Oh, and the podiatrist billed my insurance for something like $12,000, beyond the $4,500 I paid, and she got $900 out of the insurance company. So her net benefit from the procedure was $4,500 in cash (from me) plus $900 from the insurance company. It is almost impossible to read this paragraph and not think, “Something is horribly wrong here.”

And I am not alone: almost anyone not covered by a very large employer plan, Medicaid, or Medicare has had similar experiences.

There is also an absurdly common misconception among normal people: that “insurance” is what matters for healthcare. Insurance is only part of the puzzle, but “insurance” is only as good as the healthcare we can access with it. Many doctors, for example, don’t accept Medicaid patients. So someone on Medicaid who counts as “having insurance” may not have access to care. Laszewski points out that many people “have insurance” (which is fine), but if the insurance never kicks in for the average person, then it is not functioning like true insurance, but not as the pay-all system that health insurance means to most Americans.

Federally Qualified Health Centers (FQHCs), which are federally funded nonprofits, have supersized in part because of the strange path of the US healthcare markets. Either by accident or design, FQHCs have become the default Medicaid providers in many parts of the country at the same time that the ACA significantly expanded Medicaid eligibility. Policy wonks in DC, along with some politicians, know that “insurance” is not the same as “health care” (as I myself said above). Even if politicians don’t know that, many of their constituents and voters who are on Medicaid know it. FQHCs are a partial solution, because they accept Medicaid patients and self-pays on sliding fee scales. FQHCs have also become front-line purveyors of Patient Navigation services (which link patients with Medicaid or ACA plans). Still, FQHCs usually do not have enough slots for everyone who seeks care, and waits can be long; FQHCs also often have trouble recruiting clinicians and in particular specialties like OB/GYN and psychiatrist.*

So the convoluted and intertwined health insurance and care access problems remain; the present situation likely cannot hold forever; and I do not know what will happen, politically speaking. But I would surmise that, if a family of four making $65,000 a year must pay $10,000 or more in true costs for healthcare before some manner of insurance kicks in, something has to give.

###

__REQUIREMENT 1__:
In the health care passage, how much did the podiatrist get from the insurance company?
__REQUIREMENT 2__:
Extend the health care passage by writing on from its final sentence.
Nothing in the listing is needed.

__SOURCE DATA__:
###

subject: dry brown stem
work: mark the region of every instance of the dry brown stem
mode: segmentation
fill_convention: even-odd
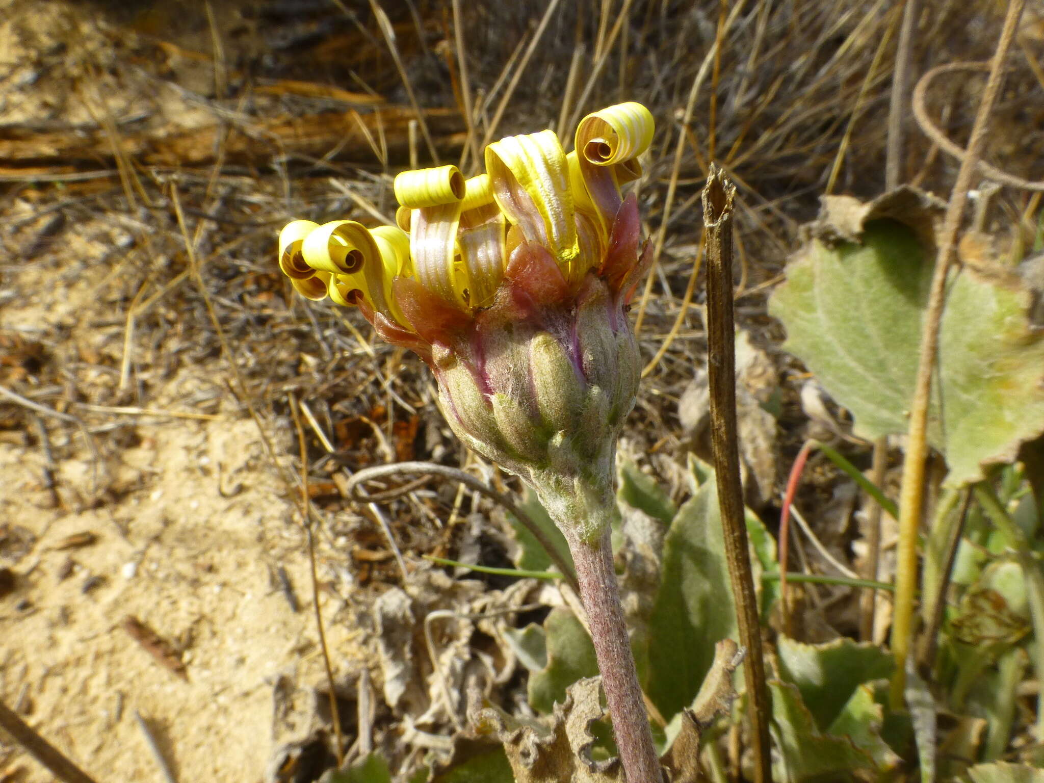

###

__WRITTEN RESPONSE 1__:
$900.

__WRITTEN RESPONSE 2__:
Single-payer is popular in some American political circles, though it’s not my preferred outcome and seems unfeasible financially; I’d rather see price transparency and mandatory health savings accounts coupled with true insurance for catastrophic care. Unfortunately, no one but me and a handful of healthcare wonks desire this outcome, or something adjacent. It’s hard to explain in a soundbite and normal voters have no idea what “price transparency and mandatory health savings accounts coupled with true insurance for catastrophic care” means. It doesn’t map well onto political ideologies. In healthcare, no one wants to talk about or admit to trade-offs. We write many grant proposals for FQHCs, but we never mention trade-offs. Seliger + Associates is a grant writing firm, so we’re firmly in the proposal world. All FQHCs should be in the proposal world when writing HRSA or SAMHSA or foundation applications. In the real world, however, just saying it’s so, doesn’t make it so. Trade-offs are real and pervasive. It may be socially undesirable to acknowledge them, but they are real.

The most likely political outcome will be more kludges on top of existing kludges. Fortunately, “price transparency” would fit this general paradigm. Unfortunately, there seems to be no political constituency for it. I cannot say what will happen next. I did not think Obamacare would happen, and I was wrong about that. I also did not realize that the feds would re-purpose FQHCs in the way that they have, as Medicaid providers, yet here we are. In healthcare, it seems, almost anything is, or has become, possible.


* This is largely due to barriers to entry imposed by existing doctors and especially the powerful American Medical Association. Many things could be done to increase the supply of doctors, including integrating med school into undergrad; shortening med school; allowing foreign doctors to practice without residency; or creating a special one-year residency for foreign doctors. None, however, are on the political horizon.

SAMHSA’s Screening, Brief Intervention and Referral to Treatment (SBRIT) and FQHCs

The Substance Abuse and Mental Health Services Administration (SAMHSA) just issued the FY ’18 Screening, Brief Intervention and Referral to Treatment (SBIRT) Funding Opportunity Announcement (FOA): it has $35 million for five-year grants up to about $1 million per year for assessment/referral to substance abuse treatment—and, most interestingly for our discussion, FQHCs are listed among the laundry list of eligible applicants.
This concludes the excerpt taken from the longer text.